**What this exercise asks**
[1] In the passage on human systems neuroscience, where are the mechanisms dedicated to fast information processing believed to be coded?
[2] Reproduce the text of the human systems neuroscience passage, beginning at the words "Human systems neuroscience." and stopping after "of neuronal populations.".
[3] Write what follows the final sentence of the passage on human systems neuroscience.

**Document passage**
════════════════

Human systems neuroscience.
Mapping the human brain requires integrating technologies that allow measuring behavior and brain signals evolving over slower and faster time scales. Behavior is organized at multiple time scales. It take years to acquire fluency in non-native languages, but car drivers can reliably pay attention to approaching danger in congested rush-hour freeways in a matter of milliseconds. Such large operational range requires distinct, dedicated brain mechanisms. The mechanisms involved in processing slow-evolving events may depend on both, changes in the activity of populations of neurons as well as changes in the properties of networks of white-matter fascicles. The mechanisms dedicated to fast information processing are believed to be coded in the spikes and synaptic activity of neuronal populations.

════════════════

**Image point grounding items**
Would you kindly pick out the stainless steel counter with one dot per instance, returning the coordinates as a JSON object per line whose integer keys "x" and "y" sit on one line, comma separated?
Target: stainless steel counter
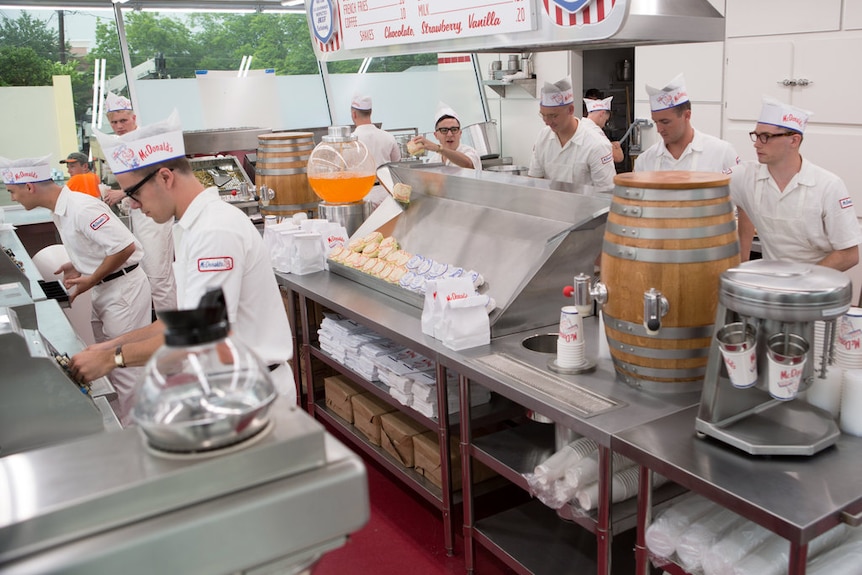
{"x": 398, "y": 320}
{"x": 797, "y": 498}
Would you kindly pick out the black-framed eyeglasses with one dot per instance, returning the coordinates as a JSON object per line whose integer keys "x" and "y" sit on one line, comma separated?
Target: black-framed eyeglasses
{"x": 137, "y": 187}
{"x": 764, "y": 137}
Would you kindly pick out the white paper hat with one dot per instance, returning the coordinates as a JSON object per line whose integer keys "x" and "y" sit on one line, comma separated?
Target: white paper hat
{"x": 671, "y": 95}
{"x": 25, "y": 170}
{"x": 361, "y": 102}
{"x": 558, "y": 94}
{"x": 784, "y": 115}
{"x": 597, "y": 105}
{"x": 146, "y": 146}
{"x": 445, "y": 110}
{"x": 114, "y": 103}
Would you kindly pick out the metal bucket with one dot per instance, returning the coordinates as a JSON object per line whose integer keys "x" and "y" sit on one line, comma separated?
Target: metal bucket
{"x": 483, "y": 137}
{"x": 673, "y": 232}
{"x": 282, "y": 163}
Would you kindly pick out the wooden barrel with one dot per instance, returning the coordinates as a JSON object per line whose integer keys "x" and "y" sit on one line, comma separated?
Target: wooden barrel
{"x": 282, "y": 159}
{"x": 673, "y": 232}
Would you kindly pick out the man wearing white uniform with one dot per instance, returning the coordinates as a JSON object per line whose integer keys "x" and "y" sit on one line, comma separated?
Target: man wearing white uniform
{"x": 104, "y": 259}
{"x": 800, "y": 211}
{"x": 598, "y": 114}
{"x": 156, "y": 238}
{"x": 381, "y": 144}
{"x": 681, "y": 148}
{"x": 449, "y": 150}
{"x": 567, "y": 149}
{"x": 216, "y": 246}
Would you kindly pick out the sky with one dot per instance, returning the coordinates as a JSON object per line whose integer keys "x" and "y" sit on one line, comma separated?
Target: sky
{"x": 79, "y": 24}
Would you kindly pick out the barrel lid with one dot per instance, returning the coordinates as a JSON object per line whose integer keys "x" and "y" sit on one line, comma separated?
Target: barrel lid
{"x": 786, "y": 291}
{"x": 672, "y": 180}
{"x": 339, "y": 134}
{"x": 285, "y": 136}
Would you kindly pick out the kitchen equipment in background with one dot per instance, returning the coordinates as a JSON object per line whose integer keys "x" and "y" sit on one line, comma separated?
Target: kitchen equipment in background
{"x": 513, "y": 64}
{"x": 624, "y": 70}
{"x": 40, "y": 401}
{"x": 202, "y": 389}
{"x": 774, "y": 297}
{"x": 100, "y": 503}
{"x": 483, "y": 137}
{"x": 341, "y": 171}
{"x": 282, "y": 159}
{"x": 511, "y": 170}
{"x": 527, "y": 64}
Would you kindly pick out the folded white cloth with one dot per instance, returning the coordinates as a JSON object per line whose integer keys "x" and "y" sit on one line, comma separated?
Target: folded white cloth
{"x": 732, "y": 547}
{"x": 668, "y": 526}
{"x": 586, "y": 470}
{"x": 624, "y": 485}
{"x": 702, "y": 534}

════════════════

**Set of answers**
[1] They are believed to be coded in the spikes and synaptic activity of neuronal populations.

[2]
Human systems neuroscience.
Mapping the human brain requires integrating technologies that allow measuring behavior and brain signals evolving over slower and faster time scales. Behavior is organized at multiple time scales. It take years to acquire fluency in non-native languages, but car drivers can reliably pay attention to approaching danger in congested rush-hour freeways in a matter of milliseconds. Such large operational range requires distinct, dedicated brain mechanisms. The mechanisms involved in processing slow-evolving events may depend on both, changes in the activity of populations of neurons as well as changes in the properties of networks of white-matter fascicles. The mechanisms dedicated to fast information processing are believed to be coded in the spikes and synaptic activity of neuronal populations.

[3]
I study the brain and psychology of individuals from a systems neuroscience perspective. This means that I am interested in understanding how neurons in different brain areas connect together to form networks. I combine multiple neurobiological measurements to study how the mechanisms of these brain networks determine our vision of the world, values and motivate our behavior. My research relies on a model-based approach. Models are implementations of otherwise abstract theories; they allow for generating specific predictions for human behavior or brain connectivity. Errors in model prediction can be exploited to test and falsify alternative theories. I use neurobiological measurements from two magnetic resonance imaging (MRI) technologies (diffusion and functional MRI). Using these measurements in living human brains I build models that predict either the properties of the brain network of connections (the connectome) or human behavior from brain activity.